It’s happened again: another summer has vanished in a blur. It doesn’t seem possible that nearly twelve weeks have elapsed since the school year ended on June 18. My daughter’s homemade chalkboard hasn’t been updated since then. It still looks like this:
But it’s September 7. While the weather remains hot and humid, it’s beginning to look like fall. Yellow-gold leaves are fluttering down from our neighbors’ cherry trees.
Here in Northern Virginia, it’s the first day of school. My daughter begins her junior year. Junior year! Really? She, my husband and I all feel unprepared.
If I were a kid, faced with writing one of those dreaded first-day What I Did Last Summer essays, I would sit, staring blankly for a while, wondering, What did we do? Seems like I wasn’t paying attention.
I remember the last half of May, however, with a sort of surreal clarity. My father had emergency arterial bypass surgery, and I flew to Atlanta. One minute I was dawdling contentedly over a late breakfast and talking easy nonsense to the dog. The next I was amidst a teeming crowd at Dulles Airport waiting to board a plane. Waiting. Anxiously waiting. Still waiting. If you’re in a real hurry to reach a sick loved one, you can count on extra-long airport delays. I arrived at Piedmont Hospital late that night, just after Daddy was wheeled to his room after several hours of complicated surgery. He had a nubby cotton blanket loosely draped around his head and shoulders, giving him the appearance of an old shepherd from a live nativity scene. His face was frighteningly pale and drawn, but already he was talking, joking. He was lucid, he was funny. He was my sweet Daddy, upbeat and happy. What a relief.
Mama wouldn’t leave Daddy’s side, except very briefly, to get a bite to eat or take a quick shower. She slept on a narrow pull-out chair beside his hospital bed. Evidence of the truest of true love, after nearly sixty years of marriage, doesn’t get any clearer than this. I spent days with my parents in the hospital, and nights alone in the house I grew up in. What an odd feeling. I can’t remember spending a night totally on my own there before. During those rare times in my teens and twenties when my parents left town without me, it was a good excuse to have friends over. There may have been one night when it was just me and my childhood dog, Popi. He’s been dead far longer than he was alive, but I still hear his soft footsteps, or his nose pushing open a partially closed door. I heard him last May. As the old, familiar house creaked and groaned around me, I wished he were there with me again.

------------------------------------

▶ _TASK ITEM_: Pick up the essay about the end of summer and the father's surgery after its last sentence, and continue it in the same voice. The entries that follow are separate material with no connection to the essay.

------------------------------------

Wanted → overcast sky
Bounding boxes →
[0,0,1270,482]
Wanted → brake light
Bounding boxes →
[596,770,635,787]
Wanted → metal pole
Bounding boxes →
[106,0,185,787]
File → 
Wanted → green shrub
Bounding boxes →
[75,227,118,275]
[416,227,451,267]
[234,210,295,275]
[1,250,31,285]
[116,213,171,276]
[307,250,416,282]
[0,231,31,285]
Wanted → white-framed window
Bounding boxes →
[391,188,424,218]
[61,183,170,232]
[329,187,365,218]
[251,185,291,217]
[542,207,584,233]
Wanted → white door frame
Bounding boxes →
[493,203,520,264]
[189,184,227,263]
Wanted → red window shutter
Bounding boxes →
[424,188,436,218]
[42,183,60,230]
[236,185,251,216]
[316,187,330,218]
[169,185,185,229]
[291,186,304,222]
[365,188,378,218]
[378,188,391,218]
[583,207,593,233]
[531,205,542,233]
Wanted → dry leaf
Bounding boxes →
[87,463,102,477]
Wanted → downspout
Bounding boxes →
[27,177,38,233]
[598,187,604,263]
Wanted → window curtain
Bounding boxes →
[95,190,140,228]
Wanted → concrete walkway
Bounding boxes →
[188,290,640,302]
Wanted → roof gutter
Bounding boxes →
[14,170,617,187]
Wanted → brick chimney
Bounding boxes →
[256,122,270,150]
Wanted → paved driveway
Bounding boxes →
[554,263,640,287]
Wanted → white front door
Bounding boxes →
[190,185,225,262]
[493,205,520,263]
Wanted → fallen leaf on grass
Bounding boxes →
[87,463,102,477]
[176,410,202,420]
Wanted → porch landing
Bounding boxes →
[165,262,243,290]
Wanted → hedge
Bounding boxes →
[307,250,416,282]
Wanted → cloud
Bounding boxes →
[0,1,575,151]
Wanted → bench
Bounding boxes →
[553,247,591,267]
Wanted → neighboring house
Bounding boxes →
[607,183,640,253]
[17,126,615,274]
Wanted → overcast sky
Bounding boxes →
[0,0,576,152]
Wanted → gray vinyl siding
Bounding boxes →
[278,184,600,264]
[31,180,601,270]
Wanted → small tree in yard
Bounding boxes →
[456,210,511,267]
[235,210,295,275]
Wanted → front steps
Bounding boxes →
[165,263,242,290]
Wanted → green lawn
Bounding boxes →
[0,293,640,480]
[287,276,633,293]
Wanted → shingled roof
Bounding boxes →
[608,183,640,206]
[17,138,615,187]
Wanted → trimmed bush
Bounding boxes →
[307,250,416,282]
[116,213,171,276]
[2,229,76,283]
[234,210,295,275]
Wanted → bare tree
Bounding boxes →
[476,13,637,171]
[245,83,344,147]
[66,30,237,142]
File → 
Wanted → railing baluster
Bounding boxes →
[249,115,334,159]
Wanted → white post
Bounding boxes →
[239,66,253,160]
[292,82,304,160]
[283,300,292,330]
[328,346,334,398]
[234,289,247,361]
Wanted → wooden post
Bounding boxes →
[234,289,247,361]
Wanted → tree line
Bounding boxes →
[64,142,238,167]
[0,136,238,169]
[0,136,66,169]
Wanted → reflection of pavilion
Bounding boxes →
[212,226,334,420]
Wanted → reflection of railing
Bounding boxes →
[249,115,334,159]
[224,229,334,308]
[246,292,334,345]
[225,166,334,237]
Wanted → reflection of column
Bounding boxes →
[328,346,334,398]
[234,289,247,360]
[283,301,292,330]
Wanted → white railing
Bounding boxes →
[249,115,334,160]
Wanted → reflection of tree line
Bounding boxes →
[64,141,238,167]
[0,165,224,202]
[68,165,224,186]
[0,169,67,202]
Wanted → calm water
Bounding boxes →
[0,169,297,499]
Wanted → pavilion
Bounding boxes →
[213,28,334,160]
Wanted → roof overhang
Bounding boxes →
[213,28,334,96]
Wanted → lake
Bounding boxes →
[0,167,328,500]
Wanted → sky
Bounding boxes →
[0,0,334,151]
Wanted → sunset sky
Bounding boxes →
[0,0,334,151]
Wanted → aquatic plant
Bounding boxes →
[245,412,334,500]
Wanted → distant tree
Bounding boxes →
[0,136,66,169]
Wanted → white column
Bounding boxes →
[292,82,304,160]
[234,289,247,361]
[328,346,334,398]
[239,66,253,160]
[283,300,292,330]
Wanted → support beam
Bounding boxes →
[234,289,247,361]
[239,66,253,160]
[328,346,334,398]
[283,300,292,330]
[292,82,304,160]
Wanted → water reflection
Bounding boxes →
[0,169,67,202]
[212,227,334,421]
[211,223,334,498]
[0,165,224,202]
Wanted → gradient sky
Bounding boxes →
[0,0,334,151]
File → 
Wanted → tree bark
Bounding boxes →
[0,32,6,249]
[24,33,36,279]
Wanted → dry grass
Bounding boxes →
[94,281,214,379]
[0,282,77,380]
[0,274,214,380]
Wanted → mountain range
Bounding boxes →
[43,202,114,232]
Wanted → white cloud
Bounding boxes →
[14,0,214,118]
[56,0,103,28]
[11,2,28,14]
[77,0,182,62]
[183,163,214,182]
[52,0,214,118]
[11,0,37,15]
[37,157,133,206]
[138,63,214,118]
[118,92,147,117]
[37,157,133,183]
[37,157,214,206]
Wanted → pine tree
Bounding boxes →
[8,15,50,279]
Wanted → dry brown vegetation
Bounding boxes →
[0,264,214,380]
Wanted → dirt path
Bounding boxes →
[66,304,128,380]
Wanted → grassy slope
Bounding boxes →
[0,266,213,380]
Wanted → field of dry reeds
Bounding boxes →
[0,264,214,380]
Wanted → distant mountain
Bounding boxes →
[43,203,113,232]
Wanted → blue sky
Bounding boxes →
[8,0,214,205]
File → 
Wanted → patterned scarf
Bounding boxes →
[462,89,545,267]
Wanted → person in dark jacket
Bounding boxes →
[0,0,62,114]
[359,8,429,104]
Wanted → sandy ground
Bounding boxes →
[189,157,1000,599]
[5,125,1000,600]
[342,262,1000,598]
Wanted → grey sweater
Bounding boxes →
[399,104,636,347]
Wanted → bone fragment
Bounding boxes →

------------------------------------

▶ _REPLY TO THE EXERCISE_:
It was slow, slow going, and very scary at times, but Daddy got better. For a couple of weeks before the surgery, he’d complained of leg pains. Turns out he’d had almost no blood flow in his lower legs; he was lucky he didn’t lose one foot, or both. He left the hospital after nine arduous days, still quite weak. Being home was a great relief to my parents, but it meant Mama would be mostly on her own to care for Daddy. There would be visiting nurses and physical therapists, but her duty would be full time, non-stop. A daunting prospect. Fortunately, kind and loving neighbors made it possible for me to return to my Virginia family, who were missing me by that point.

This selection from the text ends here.